• _What is being asked_: Go through the entries below and write each one out exactly.

%%

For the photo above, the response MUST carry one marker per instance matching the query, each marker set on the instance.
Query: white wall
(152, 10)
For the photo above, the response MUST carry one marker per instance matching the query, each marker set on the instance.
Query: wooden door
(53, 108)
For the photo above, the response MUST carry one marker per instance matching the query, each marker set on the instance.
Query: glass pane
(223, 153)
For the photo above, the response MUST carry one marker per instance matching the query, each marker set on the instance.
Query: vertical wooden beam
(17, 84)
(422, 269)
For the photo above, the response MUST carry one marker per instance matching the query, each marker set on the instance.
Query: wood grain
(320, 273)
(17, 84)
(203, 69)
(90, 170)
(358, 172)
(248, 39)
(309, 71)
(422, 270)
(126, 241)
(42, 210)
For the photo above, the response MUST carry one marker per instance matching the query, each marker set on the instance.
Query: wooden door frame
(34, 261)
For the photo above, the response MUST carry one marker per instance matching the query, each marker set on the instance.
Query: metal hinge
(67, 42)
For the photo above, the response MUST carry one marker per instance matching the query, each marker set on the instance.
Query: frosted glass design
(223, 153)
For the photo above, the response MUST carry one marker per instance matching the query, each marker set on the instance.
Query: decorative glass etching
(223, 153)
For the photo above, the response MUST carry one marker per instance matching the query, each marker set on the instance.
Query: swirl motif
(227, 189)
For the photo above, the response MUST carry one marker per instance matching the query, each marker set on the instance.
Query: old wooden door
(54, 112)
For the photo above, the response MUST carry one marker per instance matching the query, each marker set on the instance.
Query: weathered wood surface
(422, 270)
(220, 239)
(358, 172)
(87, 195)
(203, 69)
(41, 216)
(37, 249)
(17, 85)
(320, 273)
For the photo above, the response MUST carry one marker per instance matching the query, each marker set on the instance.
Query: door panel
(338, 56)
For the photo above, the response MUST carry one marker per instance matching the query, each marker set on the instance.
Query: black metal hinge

%%

• _Response area_:
For the photo above, the response MUST carry one marker per instance matching the query, each marker set on the instance.
Query: white wall
(152, 10)
For the photo above, the response MUST carry one marker per instance matching the query, each marker set on the instance.
Query: wooden door
(53, 108)
For the photo above, the response MUST carry one marker per instance matching the query, each marker set on the instance.
Query: glass pane
(223, 153)
For the photo above, the response MUST carry one marker per instance matching the query, each marker set on the instance.
Query: vertical wooden beam
(17, 84)
(422, 269)
For the photo above, the response MUST carry one marker per instance matching the query, each marker set on the instance.
Query: wood grain
(320, 273)
(17, 84)
(203, 69)
(90, 170)
(358, 172)
(248, 39)
(309, 71)
(422, 270)
(126, 241)
(42, 210)
For the photo above, the response MUST carry one marker per instance matching the query, each marker set on the instance.
Query: wooden door frame
(34, 261)
For the photo above, the response MUST carry one marker per instance matching the query, each marker set on the instance.
Query: metal hinge
(67, 42)
For the photo above, the response MUST carry one marker per instance matching the query, each marker set on the instance.
Query: frosted glass design
(223, 153)
For the photo above, the response MUST carry one marker per instance matching the query, each marker set on the instance.
Query: decorative glass etching
(223, 153)
For the photo above, the response MUST carry one marker per instance matching the query, each marker set on the instance.
Query: swirl motif
(227, 189)
For the photo above, the response MUST carry one marker per instance matching the query, each marker set on the instance.
Query: old wooden door
(54, 112)
For the photo above, the response MUST carry one marker per instance matching the query, each marker set on the instance.
Query: weathered wood surface
(422, 270)
(220, 239)
(358, 172)
(87, 195)
(203, 69)
(41, 216)
(37, 249)
(17, 85)
(320, 273)
For the photo above, the response MUST carry one marker per instance matching the query, each marker set on the instance.
Query: door panel
(338, 56)
For the photo above, the response MUST carry one marker per instance matching the query, each marker set on the instance.
Query: black metal hinge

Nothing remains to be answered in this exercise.